**Instructions to follow**
Copy out the entries that follow exactly, leaving out the pictures.

* * * * * * *

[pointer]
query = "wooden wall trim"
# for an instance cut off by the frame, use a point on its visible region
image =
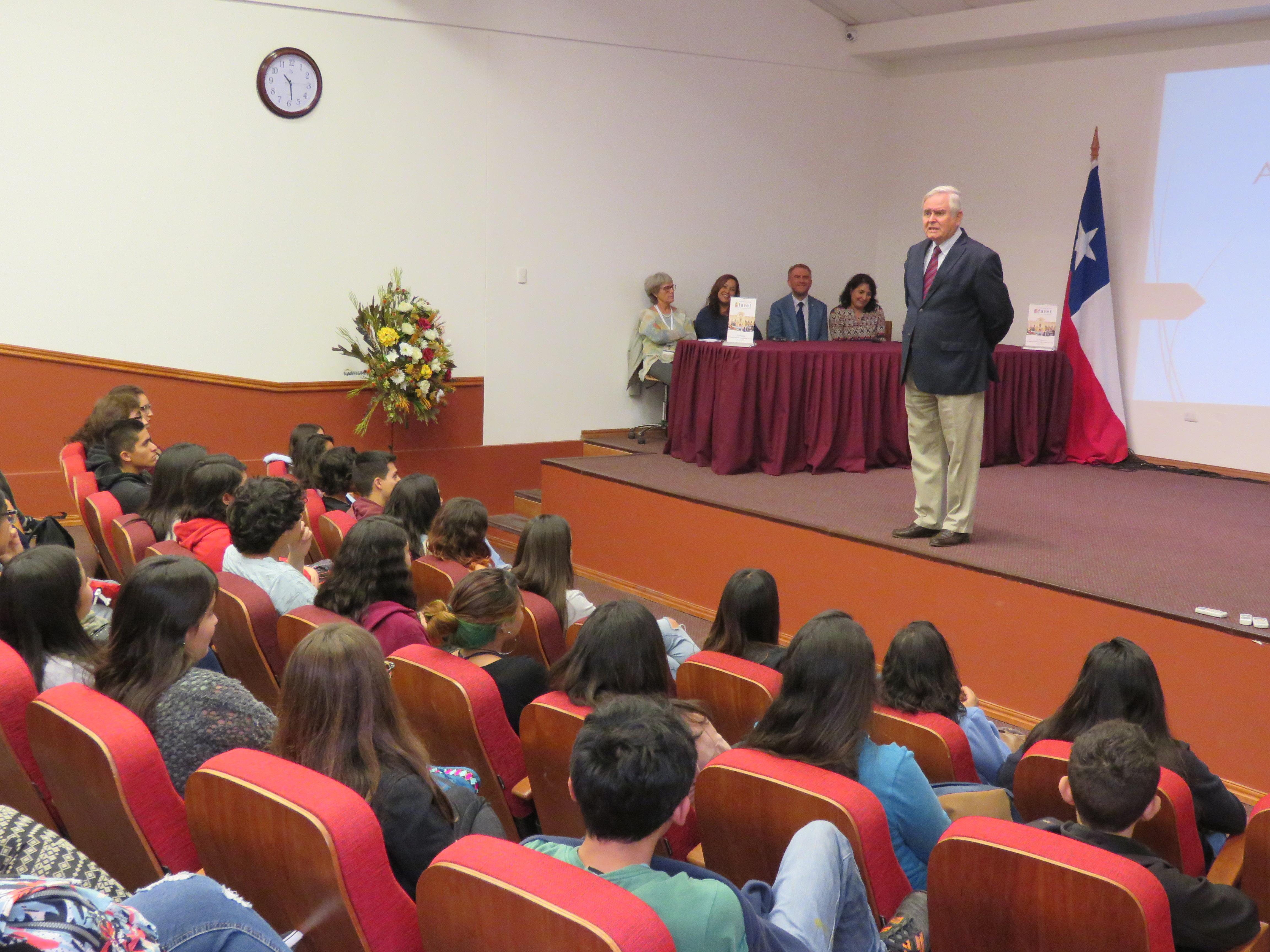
(145, 370)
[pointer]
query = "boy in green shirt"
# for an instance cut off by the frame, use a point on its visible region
(632, 774)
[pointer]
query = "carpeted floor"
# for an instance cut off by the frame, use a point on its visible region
(1154, 540)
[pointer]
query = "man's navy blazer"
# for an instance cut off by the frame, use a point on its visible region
(949, 337)
(783, 320)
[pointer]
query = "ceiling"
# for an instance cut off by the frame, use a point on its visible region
(854, 12)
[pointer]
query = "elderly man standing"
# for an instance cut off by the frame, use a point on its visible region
(958, 312)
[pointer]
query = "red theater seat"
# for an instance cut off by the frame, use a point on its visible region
(456, 710)
(305, 851)
(247, 636)
(1173, 833)
(488, 894)
(22, 785)
(734, 691)
(111, 786)
(939, 746)
(751, 804)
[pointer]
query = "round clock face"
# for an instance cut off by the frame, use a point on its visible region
(289, 83)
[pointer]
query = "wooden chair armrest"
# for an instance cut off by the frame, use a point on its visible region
(1229, 866)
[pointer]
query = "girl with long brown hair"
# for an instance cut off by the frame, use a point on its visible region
(340, 716)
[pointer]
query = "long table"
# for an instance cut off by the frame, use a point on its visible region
(788, 407)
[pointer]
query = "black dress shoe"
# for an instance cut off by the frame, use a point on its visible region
(915, 531)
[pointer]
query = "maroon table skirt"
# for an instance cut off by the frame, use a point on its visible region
(784, 407)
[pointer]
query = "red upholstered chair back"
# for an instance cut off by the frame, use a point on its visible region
(736, 692)
(1173, 833)
(435, 578)
(333, 526)
(247, 636)
(22, 785)
(99, 511)
(304, 850)
(939, 746)
(1001, 888)
(456, 710)
(751, 804)
(488, 894)
(296, 624)
(130, 536)
(549, 727)
(111, 786)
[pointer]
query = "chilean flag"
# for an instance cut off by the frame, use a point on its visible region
(1095, 432)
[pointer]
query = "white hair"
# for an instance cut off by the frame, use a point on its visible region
(952, 192)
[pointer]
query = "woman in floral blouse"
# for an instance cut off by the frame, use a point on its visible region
(858, 317)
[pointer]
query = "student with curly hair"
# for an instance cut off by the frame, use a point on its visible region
(370, 583)
(270, 541)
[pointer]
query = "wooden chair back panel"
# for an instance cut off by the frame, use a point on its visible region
(441, 715)
(547, 737)
(276, 856)
(86, 786)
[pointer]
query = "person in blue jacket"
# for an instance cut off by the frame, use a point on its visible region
(822, 718)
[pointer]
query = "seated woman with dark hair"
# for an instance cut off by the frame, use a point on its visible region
(162, 625)
(858, 317)
(341, 718)
(919, 676)
(822, 719)
(482, 624)
(204, 527)
(370, 583)
(44, 596)
(749, 621)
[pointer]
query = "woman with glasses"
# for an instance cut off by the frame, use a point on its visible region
(660, 329)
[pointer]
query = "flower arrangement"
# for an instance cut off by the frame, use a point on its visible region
(408, 364)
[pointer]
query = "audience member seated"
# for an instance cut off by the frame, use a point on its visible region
(1119, 682)
(798, 315)
(822, 718)
(336, 478)
(44, 596)
(374, 478)
(1112, 781)
(482, 624)
(632, 775)
(168, 490)
(712, 323)
(204, 527)
(858, 317)
(270, 541)
(340, 716)
(134, 454)
(919, 676)
(749, 621)
(163, 624)
(660, 329)
(370, 583)
(92, 433)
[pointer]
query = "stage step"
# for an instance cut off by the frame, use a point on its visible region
(528, 503)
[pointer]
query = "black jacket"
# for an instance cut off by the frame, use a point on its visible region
(1207, 917)
(133, 489)
(949, 337)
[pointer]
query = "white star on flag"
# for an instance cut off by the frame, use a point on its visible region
(1083, 245)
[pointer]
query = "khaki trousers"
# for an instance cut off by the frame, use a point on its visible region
(945, 437)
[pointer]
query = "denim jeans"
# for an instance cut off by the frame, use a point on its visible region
(196, 915)
(818, 895)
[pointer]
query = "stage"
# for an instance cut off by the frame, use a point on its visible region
(1064, 556)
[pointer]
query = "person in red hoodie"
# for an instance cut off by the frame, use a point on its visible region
(209, 492)
(370, 583)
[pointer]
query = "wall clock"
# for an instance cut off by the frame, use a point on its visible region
(289, 83)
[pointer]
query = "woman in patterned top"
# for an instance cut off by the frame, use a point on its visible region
(859, 317)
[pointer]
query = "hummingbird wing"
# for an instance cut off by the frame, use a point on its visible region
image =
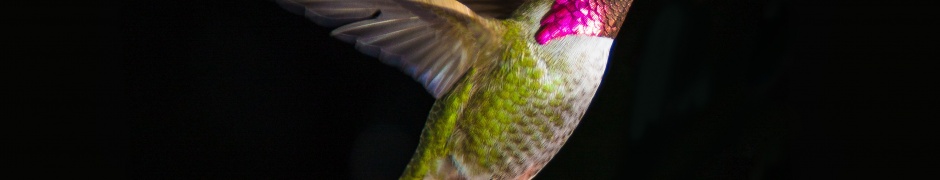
(433, 41)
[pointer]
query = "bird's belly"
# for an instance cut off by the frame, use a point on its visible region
(521, 113)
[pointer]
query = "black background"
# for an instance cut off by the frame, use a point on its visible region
(694, 90)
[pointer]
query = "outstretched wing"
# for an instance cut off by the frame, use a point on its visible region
(434, 41)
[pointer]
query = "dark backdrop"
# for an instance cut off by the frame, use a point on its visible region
(725, 89)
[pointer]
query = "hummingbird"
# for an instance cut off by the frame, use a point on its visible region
(512, 78)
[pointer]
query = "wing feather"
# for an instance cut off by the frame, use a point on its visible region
(433, 41)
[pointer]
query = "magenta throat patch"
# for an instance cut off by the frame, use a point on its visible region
(567, 17)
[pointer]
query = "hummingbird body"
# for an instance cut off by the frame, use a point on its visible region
(509, 91)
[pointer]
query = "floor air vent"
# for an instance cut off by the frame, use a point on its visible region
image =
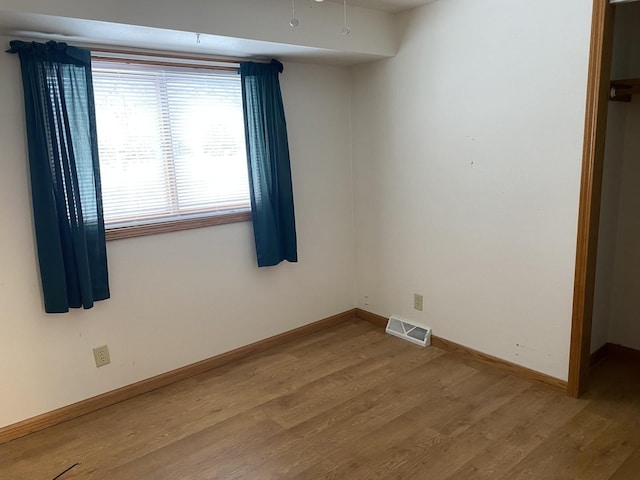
(413, 333)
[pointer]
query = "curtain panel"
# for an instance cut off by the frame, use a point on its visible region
(269, 164)
(65, 174)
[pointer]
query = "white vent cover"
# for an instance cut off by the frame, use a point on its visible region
(408, 331)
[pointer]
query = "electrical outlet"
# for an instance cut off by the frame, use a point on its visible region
(418, 301)
(101, 354)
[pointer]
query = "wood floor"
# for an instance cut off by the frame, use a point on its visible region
(349, 403)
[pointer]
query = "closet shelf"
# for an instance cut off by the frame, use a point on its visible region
(623, 90)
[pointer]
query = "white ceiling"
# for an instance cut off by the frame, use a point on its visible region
(392, 6)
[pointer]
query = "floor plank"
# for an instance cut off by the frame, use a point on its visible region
(350, 402)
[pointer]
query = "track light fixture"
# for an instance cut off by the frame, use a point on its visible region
(294, 22)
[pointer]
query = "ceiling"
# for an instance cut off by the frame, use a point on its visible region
(392, 6)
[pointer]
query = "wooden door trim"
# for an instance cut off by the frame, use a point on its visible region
(590, 192)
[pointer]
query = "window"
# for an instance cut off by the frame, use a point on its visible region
(171, 145)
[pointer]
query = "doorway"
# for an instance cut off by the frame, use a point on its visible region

* * * * * * *

**Answer to this exercise**
[pointer]
query = "wooden wall trim"
# for an instance cut off by the frame, use a point on its visible region
image =
(145, 370)
[pointer]
query = "boy in green shirt"
# for an instance cut off by the frame, use a point on its visible region
(632, 774)
[pointer]
query = "carpeted floor"
# for an instance cut off by the frame, use a point on its visible region
(1154, 540)
[pointer]
query = "man's navy blazer"
# for an instance cut off by the frame, use a point on its visible region
(949, 337)
(783, 320)
[pointer]
query = "ceiling"
# for an instance cut off by the frame, use a point on its visible region
(854, 12)
[pointer]
query = "elderly man standing"
# for an instance cut off by the frame, use a point on its visible region
(958, 312)
[pointer]
query = "red theater seat"
# for an instance cut off by the frame, use a point on its visible region
(456, 710)
(305, 851)
(247, 636)
(1173, 833)
(488, 894)
(22, 785)
(734, 691)
(111, 786)
(939, 746)
(751, 804)
[pointer]
query = "round clock face"
# for an instance cut off by the frame, use a point on its visible region
(289, 83)
[pointer]
query = "wooden chair armrest"
# for an instance cut off by the frame, use a point on its visible region
(1229, 866)
[pointer]
query = "girl with long brown hair"
# for an instance cut off by the frame, use a point on its visible region
(340, 716)
[pointer]
query = "long table"
# for an instance cut off by the frame, use a point on its visible region
(788, 407)
[pointer]
query = "black dress shoe"
# for an instance cut off by the frame, use a point on its visible region
(915, 531)
[pointer]
query = "maroon table skirt"
# for an instance cut off by the frame, use a point on its visible region
(784, 407)
[pointer]
query = "red upholstered chair back"
# for an instance cut off by the frame, use a point on its visible region
(736, 692)
(1173, 833)
(435, 578)
(333, 526)
(247, 636)
(22, 785)
(99, 511)
(304, 850)
(939, 746)
(1001, 888)
(456, 710)
(751, 804)
(488, 894)
(296, 624)
(130, 536)
(549, 727)
(111, 786)
[pointer]
query = "chilean flag"
# for an instance cut off by the frame, use a point on its visible region
(1095, 432)
[pointer]
query = "white hair"
# for an instance cut off by the frame, use a point on its visible region
(952, 192)
[pointer]
query = "woman in floral blouse"
# for an instance cut off by the frame, use a point on its visible region
(858, 317)
[pointer]
query = "student with curly hair"
# for an instance cut off by the frame, use a point on its visible region
(370, 583)
(270, 541)
[pointer]
query = "wooden chair back panel"
# for an instance cut off by the frame, use a point on its visible region
(441, 715)
(547, 737)
(276, 856)
(86, 786)
[pointer]
query = "person in blue jacket"
# for an instance cut off by the frame, use a point on its visible region
(822, 718)
[pointer]
query = "seated woman with dark hair"
# for an instance cut off by the frame, use a point on its visible region
(162, 625)
(858, 317)
(341, 718)
(919, 676)
(822, 719)
(482, 624)
(204, 527)
(370, 583)
(44, 596)
(749, 621)
[pointer]
query = "woman with glasses"
# for an instance cut off by the frame, use a point on its visible region
(660, 329)
[pointer]
query = "flower arrangement"
# for an instance cut off by the frame, use a point on its visible region
(408, 364)
[pointer]
query = "audience member seated"
# for an instance cut off by the frame, use a point on its visible region
(1119, 682)
(798, 315)
(822, 718)
(336, 478)
(44, 596)
(374, 478)
(1112, 781)
(482, 624)
(632, 775)
(168, 490)
(712, 323)
(204, 527)
(858, 317)
(270, 541)
(340, 716)
(134, 454)
(919, 676)
(749, 621)
(163, 624)
(660, 329)
(370, 583)
(92, 433)
[pointer]
query = "stage step"
# for an instance cut off by the frame, use a point on its visible region
(528, 503)
[pointer]
query = "black jacket"
# for an instance cut off by the frame, use a point on its visible region
(1207, 917)
(133, 489)
(949, 337)
[pointer]
query = "white star on flag"
# for an instance cut off by the frame, use a point on its visible region
(1083, 245)
[pointer]
query = "khaki trousers"
# for an instance cut off by the frame, use a point on its visible region
(945, 437)
[pointer]
query = "denim jeans"
# for an instance cut off by the frame, use a point on its visible region
(196, 915)
(818, 895)
[pointer]
query = "stage"
# for an instance cut off by the frame, use a point on its visible region
(1064, 556)
[pointer]
query = "person in red hoodie"
# for an instance cut off by the frame, use a point on its visible region
(209, 492)
(370, 583)
[pointer]
query = "wall clock"
# for an instance cut off by the frame, use a point on its visible region
(289, 83)
[pointer]
query = "woman in patterned top"
# for an instance cut off by the frame, use a point on its visible region
(859, 317)
[pointer]
query = "hummingbird wing"
# for an instance cut off by the frame, use a point on its visible region
image =
(433, 41)
[pointer]
query = "bird's belly"
# for an instance cut off by the frame, use a point on its visible region
(521, 113)
[pointer]
query = "black background"
# for an instance cut off by the frame, use a point on its visible region
(694, 90)
[pointer]
query = "outstretched wing"
# for an instance cut off by the frame, use a point on its visible region
(434, 41)
[pointer]
query = "dark backdrop"
# for an instance cut off by the frame, use a point on its visible region
(725, 89)
[pointer]
query = "hummingbird"
# for an instance cut off by the frame, use a point on its visible region
(512, 78)
[pointer]
query = "wing feather"
# for an instance cut off by the frame, use a point on its visible region
(433, 41)
[pointer]
query = "magenta throat patch"
# for an instance cut off by the frame, use a point on its visible region
(567, 17)
[pointer]
query = "hummingbird body"
# for an instance cut off by the frame, use a point on its visible region
(509, 91)
[pointer]
query = "floor air vent"
# for an instance cut off by the frame, use a point on its visible region
image =
(413, 333)
[pointer]
query = "curtain panel"
# for an instance cut off by the frame, use a point on its visible region
(269, 164)
(65, 174)
[pointer]
query = "white vent cover"
# for an instance cut off by the frame, use a point on its visible region
(408, 331)
[pointer]
query = "electrical outlet"
# for an instance cut off by the frame, use a point on its visible region
(418, 301)
(101, 354)
[pointer]
query = "wood floor"
# for an instance cut off by the frame, use a point on its visible region
(349, 403)
[pointer]
query = "closet shelf"
# for an instance cut off by the frame, use a point on its visible region
(623, 90)
[pointer]
query = "white ceiling"
# for an instance cut off by the frame, use a point on its visible region
(392, 6)
[pointer]
query = "floor plank"
# for an instance cut off by the frame, use a point on its visible region
(350, 402)
[pointer]
query = "track light fixture"
# for an instance cut off by the frame, use a point on its visible region
(294, 22)
[pointer]
query = "ceiling"
# for an instance cut off by the frame, use a point on its visible region
(392, 6)
[pointer]
query = "wooden door trim"
# for an instance cut off by the frame, use a point on its visible region
(590, 192)
[pointer]
query = "window"
# for an instance cut off by the frame, use a point on its visible region
(171, 145)
[pointer]
query = "doorway"
# for an instance cut off by the frame, use a point on its visible region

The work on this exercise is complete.